TO BE DONE — List every line of the material below that contains the word "water", with case counting.

Location identification material
════
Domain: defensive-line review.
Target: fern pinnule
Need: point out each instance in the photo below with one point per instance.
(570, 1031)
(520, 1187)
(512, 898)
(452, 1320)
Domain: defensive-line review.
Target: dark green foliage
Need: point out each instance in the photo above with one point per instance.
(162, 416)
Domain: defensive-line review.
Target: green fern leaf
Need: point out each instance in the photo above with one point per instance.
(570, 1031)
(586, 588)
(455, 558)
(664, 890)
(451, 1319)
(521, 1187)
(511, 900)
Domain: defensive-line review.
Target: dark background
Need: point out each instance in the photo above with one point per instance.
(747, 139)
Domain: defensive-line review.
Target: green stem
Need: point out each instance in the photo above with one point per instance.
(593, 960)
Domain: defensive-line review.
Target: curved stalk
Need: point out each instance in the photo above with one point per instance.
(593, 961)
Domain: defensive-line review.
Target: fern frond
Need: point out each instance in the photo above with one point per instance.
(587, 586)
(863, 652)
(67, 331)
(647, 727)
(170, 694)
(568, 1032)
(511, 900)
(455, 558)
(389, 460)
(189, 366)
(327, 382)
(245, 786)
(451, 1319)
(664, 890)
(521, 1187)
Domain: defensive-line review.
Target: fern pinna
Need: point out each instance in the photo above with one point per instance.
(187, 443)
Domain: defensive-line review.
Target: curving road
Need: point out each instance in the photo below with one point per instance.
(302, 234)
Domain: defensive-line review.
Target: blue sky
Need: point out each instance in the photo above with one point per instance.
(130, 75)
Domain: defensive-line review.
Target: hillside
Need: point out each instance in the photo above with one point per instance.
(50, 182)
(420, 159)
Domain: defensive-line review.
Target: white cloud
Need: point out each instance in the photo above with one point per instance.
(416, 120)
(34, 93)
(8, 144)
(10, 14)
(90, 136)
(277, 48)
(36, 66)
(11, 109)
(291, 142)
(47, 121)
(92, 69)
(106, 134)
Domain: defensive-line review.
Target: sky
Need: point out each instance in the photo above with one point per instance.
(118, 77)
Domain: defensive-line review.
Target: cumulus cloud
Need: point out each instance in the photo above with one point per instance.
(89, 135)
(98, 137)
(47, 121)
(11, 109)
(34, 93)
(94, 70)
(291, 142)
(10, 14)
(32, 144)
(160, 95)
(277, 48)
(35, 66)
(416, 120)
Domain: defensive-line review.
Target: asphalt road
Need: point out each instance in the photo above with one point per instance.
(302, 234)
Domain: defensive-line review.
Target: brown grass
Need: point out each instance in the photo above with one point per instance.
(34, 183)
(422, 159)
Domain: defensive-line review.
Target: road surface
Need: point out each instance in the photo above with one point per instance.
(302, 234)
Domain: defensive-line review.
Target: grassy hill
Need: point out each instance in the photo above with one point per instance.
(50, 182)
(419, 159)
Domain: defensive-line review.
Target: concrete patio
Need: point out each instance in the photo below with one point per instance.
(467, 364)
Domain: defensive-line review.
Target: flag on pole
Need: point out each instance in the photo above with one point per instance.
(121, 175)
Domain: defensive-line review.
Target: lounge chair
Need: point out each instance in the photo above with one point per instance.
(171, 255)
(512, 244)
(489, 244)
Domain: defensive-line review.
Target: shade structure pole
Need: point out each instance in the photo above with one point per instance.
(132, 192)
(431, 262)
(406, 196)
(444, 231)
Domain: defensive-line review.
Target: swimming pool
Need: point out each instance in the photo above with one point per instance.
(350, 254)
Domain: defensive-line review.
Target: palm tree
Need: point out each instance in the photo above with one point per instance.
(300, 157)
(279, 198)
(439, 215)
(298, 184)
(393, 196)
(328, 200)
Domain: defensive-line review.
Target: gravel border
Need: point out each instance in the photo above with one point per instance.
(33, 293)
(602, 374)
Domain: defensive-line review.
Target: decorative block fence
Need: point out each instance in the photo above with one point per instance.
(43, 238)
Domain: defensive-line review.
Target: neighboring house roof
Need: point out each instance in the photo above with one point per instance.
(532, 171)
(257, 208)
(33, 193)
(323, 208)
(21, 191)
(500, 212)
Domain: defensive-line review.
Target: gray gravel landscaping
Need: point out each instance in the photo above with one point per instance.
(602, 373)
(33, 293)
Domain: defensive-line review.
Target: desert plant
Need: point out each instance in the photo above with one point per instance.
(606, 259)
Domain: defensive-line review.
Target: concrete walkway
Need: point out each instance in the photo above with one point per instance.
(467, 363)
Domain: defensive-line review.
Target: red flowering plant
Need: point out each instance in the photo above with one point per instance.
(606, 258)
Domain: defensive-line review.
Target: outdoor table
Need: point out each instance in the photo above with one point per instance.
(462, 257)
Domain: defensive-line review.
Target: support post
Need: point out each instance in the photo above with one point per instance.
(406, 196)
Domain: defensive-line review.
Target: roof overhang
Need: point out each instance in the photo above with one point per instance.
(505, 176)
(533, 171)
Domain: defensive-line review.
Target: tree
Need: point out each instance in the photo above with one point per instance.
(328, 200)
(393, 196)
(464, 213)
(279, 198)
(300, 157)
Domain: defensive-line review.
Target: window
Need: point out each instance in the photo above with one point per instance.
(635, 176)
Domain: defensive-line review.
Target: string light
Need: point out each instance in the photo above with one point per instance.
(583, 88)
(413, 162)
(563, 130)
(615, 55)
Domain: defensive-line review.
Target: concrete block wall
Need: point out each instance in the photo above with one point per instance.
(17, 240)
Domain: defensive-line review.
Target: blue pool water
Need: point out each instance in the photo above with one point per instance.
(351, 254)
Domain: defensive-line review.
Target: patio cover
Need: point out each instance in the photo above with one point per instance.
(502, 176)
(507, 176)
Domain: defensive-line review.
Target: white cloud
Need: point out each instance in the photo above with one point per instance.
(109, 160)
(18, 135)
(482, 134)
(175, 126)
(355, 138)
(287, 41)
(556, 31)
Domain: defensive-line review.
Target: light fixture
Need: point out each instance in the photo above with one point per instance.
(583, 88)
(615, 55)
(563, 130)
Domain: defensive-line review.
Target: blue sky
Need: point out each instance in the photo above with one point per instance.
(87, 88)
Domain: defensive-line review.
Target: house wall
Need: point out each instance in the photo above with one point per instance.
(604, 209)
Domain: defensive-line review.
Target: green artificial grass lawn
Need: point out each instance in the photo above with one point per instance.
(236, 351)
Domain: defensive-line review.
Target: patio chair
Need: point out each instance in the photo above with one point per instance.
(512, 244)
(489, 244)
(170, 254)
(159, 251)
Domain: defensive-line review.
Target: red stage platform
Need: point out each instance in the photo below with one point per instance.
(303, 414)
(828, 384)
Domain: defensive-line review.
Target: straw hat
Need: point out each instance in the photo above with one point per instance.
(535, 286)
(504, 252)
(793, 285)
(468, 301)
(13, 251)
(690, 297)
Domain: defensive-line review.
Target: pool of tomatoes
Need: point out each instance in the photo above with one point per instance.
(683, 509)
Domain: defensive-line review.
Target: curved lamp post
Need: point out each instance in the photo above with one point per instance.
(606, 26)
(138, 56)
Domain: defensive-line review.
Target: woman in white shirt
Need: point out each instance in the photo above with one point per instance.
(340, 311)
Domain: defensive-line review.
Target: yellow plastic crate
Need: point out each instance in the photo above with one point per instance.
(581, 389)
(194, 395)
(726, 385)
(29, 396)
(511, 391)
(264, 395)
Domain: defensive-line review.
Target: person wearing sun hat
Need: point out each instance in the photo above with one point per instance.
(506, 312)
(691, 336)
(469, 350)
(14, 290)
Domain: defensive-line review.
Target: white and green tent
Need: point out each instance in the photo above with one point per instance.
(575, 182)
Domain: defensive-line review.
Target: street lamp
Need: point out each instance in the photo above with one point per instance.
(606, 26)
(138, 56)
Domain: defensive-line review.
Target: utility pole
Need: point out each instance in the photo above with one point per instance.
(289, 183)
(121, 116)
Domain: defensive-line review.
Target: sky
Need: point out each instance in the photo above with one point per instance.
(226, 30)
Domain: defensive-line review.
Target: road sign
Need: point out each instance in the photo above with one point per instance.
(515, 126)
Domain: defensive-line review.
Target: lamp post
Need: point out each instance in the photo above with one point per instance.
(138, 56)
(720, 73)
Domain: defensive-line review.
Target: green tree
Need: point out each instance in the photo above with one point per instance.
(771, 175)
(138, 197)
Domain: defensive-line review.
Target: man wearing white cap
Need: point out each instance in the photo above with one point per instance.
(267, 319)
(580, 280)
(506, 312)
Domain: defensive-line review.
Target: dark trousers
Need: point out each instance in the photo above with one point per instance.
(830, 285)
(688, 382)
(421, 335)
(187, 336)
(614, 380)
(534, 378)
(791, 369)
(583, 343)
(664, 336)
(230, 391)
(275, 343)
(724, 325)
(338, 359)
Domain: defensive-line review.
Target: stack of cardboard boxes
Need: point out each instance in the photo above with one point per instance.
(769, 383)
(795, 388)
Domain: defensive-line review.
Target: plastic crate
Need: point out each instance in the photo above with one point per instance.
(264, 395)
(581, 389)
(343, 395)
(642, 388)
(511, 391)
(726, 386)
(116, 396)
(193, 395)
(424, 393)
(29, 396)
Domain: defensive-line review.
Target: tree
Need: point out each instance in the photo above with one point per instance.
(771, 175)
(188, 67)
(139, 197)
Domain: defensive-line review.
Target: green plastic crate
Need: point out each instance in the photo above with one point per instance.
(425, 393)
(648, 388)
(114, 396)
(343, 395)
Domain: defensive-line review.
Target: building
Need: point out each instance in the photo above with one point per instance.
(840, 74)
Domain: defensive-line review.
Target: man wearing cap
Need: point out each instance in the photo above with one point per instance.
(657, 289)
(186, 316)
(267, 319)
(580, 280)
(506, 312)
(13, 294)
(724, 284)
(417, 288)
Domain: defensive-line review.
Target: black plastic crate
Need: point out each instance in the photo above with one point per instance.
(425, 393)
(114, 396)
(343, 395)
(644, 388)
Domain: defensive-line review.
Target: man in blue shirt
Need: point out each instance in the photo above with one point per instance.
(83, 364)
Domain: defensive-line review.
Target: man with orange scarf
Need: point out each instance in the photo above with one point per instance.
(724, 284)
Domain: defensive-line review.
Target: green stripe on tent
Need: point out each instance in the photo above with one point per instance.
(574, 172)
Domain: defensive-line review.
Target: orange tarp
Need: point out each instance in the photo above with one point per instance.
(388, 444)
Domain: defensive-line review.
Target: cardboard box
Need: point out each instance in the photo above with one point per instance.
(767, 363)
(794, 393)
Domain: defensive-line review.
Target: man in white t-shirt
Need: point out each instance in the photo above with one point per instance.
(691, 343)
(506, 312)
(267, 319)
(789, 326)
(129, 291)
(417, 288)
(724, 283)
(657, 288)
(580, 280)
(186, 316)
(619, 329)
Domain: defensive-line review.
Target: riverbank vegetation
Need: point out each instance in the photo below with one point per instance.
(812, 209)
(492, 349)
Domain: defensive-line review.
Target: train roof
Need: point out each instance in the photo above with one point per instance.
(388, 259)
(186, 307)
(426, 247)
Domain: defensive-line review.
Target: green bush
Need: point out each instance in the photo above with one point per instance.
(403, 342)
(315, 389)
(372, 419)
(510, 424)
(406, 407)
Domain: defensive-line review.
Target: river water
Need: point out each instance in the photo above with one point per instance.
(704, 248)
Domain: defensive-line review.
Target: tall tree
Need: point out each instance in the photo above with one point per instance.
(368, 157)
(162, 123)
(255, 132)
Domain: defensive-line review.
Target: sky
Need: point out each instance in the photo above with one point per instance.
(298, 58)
════
FINISHED TASK —
Target: blue pool water
Target: river water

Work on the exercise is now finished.